**Exercise details**
Can you swap "baking dish" for "casserole dish" and give back the lines starting with the line that contains "Isolate each glazed" and going on through the line that contains "Isolate each white ceramic", with nothing else changed?

-- Begin --

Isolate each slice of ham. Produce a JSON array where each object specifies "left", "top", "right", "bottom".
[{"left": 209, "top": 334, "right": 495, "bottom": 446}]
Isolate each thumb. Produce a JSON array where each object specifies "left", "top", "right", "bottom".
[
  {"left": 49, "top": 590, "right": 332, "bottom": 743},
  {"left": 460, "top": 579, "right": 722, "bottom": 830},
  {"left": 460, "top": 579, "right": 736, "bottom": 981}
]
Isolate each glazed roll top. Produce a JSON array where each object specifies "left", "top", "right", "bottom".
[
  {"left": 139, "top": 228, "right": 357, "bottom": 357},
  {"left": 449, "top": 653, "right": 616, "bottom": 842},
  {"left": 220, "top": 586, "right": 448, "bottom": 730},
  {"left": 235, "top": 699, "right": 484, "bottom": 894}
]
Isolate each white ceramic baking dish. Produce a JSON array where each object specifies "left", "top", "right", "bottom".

-- End --
-- Begin --

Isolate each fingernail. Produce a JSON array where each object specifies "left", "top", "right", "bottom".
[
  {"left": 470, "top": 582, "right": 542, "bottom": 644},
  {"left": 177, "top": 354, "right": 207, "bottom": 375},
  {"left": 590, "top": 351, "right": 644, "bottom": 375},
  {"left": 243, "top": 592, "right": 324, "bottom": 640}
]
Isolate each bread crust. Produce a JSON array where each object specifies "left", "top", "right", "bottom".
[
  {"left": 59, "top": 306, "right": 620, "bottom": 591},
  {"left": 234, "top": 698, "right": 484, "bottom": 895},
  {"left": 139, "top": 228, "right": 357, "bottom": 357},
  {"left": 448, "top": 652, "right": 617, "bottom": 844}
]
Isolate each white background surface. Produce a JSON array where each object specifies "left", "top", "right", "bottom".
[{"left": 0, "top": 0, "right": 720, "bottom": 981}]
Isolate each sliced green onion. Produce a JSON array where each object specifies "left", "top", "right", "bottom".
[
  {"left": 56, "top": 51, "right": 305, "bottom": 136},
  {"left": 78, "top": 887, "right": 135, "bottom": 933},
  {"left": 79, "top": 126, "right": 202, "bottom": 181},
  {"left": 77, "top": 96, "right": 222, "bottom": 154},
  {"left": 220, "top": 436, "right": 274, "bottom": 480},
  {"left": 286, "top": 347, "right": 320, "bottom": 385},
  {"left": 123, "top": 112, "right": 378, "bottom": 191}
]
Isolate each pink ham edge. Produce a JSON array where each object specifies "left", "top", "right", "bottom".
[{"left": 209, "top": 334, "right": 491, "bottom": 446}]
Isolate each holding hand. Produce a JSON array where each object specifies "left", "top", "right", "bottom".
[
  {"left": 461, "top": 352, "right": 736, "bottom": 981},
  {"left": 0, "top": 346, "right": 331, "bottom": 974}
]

-- End --
-- Begin --

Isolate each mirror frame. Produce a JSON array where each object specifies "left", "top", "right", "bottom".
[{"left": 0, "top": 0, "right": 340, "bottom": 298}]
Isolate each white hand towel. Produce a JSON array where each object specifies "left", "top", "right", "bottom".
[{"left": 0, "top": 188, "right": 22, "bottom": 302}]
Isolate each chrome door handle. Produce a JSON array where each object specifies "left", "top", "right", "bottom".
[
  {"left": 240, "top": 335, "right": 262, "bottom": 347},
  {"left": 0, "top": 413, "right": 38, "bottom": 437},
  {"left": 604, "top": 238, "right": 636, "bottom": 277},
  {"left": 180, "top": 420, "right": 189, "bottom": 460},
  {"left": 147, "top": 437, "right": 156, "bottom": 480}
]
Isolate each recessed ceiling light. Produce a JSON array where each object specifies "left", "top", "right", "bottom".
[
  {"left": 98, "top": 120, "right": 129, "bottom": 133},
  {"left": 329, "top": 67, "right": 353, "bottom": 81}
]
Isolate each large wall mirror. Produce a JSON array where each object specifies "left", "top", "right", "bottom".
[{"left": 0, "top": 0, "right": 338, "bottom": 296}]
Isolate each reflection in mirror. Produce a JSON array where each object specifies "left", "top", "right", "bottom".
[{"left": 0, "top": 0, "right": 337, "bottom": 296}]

-- End --

**Result for this task**
Isolate each glazed roll top. Produce a JSON array where each object specifies "left", "top", "right", "bottom".
[
  {"left": 139, "top": 228, "right": 357, "bottom": 357},
  {"left": 449, "top": 653, "right": 616, "bottom": 842},
  {"left": 220, "top": 586, "right": 448, "bottom": 730},
  {"left": 235, "top": 699, "right": 484, "bottom": 894}
]
Isolate each white ceramic casserole dish. Produce a JSON array where each object specifies "left", "top", "right", "bottom".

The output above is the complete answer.